WHAT IS NEEDED
Starting at the line that has "point_to marks one point per instance of the cloudy" and stopping after the line that has "column 226, row 201", convert these records into a two-column CSV with the columns text and answer. Give one row per record, put each field in quotation marks, and replace line breaks with spaces.

┌────────

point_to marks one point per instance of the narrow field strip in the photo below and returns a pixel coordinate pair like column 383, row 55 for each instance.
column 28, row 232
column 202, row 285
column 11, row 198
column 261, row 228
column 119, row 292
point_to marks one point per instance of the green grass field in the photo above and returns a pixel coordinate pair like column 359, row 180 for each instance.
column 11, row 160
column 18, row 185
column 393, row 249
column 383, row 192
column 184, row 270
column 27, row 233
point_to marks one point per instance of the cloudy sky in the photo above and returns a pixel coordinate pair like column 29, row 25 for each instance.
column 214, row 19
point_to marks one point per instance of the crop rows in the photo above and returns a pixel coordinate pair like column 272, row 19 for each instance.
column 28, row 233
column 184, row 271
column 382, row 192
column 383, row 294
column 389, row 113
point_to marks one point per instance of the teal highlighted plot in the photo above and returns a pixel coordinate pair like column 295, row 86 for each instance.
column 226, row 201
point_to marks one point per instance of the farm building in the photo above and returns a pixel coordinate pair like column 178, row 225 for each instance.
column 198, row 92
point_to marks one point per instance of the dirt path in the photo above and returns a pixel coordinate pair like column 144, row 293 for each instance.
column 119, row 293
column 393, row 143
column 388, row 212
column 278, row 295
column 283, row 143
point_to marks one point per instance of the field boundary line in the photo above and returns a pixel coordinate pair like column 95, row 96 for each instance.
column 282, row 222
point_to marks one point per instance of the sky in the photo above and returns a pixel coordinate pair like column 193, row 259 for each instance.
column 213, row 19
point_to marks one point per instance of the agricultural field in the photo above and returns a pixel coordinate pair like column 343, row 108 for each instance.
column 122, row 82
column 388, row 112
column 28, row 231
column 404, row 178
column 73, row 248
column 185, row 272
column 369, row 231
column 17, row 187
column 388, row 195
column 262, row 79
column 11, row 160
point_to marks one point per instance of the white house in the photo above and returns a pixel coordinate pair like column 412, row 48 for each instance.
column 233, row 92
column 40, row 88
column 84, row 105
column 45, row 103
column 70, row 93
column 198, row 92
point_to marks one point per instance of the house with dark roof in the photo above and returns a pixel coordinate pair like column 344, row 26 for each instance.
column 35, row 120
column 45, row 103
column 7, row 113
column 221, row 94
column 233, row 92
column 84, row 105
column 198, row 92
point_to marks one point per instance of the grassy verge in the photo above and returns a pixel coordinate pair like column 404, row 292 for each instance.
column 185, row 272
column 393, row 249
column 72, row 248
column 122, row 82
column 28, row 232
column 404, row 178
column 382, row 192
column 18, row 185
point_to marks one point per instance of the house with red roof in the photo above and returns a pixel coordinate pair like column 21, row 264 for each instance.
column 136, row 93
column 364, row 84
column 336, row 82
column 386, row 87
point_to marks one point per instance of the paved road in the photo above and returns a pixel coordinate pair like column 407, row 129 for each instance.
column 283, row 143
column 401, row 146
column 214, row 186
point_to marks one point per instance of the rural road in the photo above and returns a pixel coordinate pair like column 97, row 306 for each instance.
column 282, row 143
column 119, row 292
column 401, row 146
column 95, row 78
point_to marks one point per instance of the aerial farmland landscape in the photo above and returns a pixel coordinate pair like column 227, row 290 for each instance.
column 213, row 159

└────────
┌────────

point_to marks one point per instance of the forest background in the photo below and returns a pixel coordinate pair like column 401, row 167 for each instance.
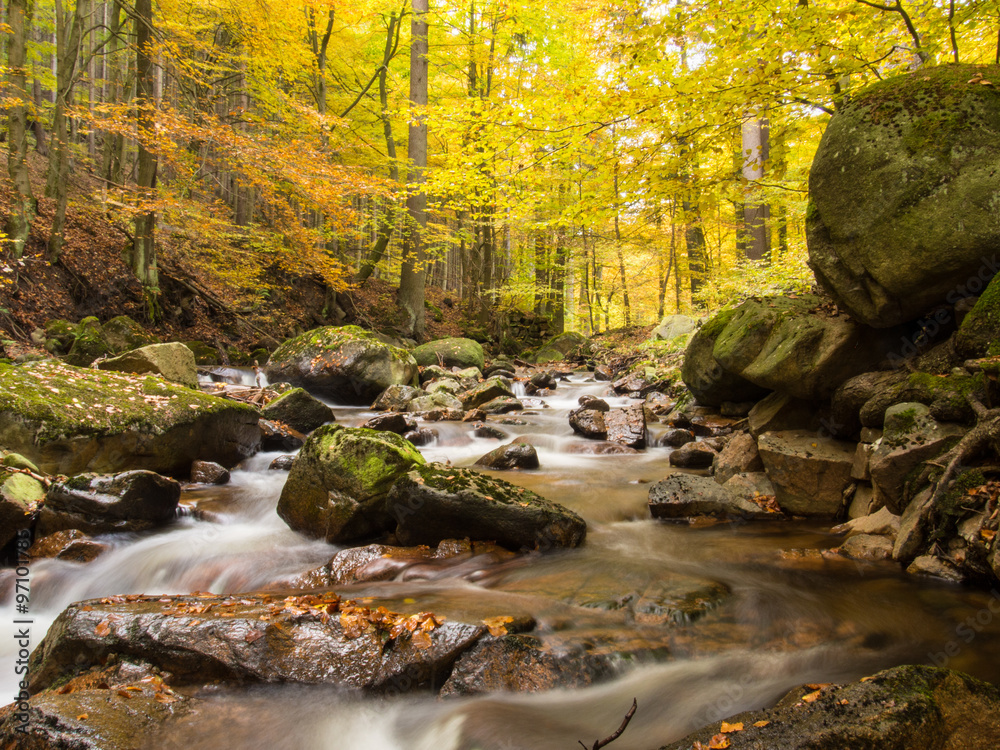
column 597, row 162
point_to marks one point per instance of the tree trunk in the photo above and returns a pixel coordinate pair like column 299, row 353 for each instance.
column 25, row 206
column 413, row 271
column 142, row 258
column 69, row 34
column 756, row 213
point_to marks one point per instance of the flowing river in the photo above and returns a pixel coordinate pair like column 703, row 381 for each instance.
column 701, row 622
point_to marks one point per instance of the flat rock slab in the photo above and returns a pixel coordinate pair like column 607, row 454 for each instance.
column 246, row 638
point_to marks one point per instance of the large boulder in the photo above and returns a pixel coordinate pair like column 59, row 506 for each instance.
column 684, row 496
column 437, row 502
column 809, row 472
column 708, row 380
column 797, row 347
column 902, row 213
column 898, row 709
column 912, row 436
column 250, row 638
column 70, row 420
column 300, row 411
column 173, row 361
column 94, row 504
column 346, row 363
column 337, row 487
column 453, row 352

└────────

TASK OUTPUT
text,answer
"point_to marks one point per instance of the cloudy sky in the photo above and returns a pixel coordinate pair like column 29, row 25 for each instance.","column 214, row 19"
"point_to marks one point per instance of the crop rows in the photo above and returns a pixel coordinate pair like column 272, row 19 for each instance.","column 28, row 233 column 184, row 271 column 382, row 192 column 383, row 294 column 389, row 113"
"point_to marks one point per instance of the teal highlighted plot in the photo above and returns a pixel coordinate pair like column 295, row 86 for each instance.","column 226, row 201"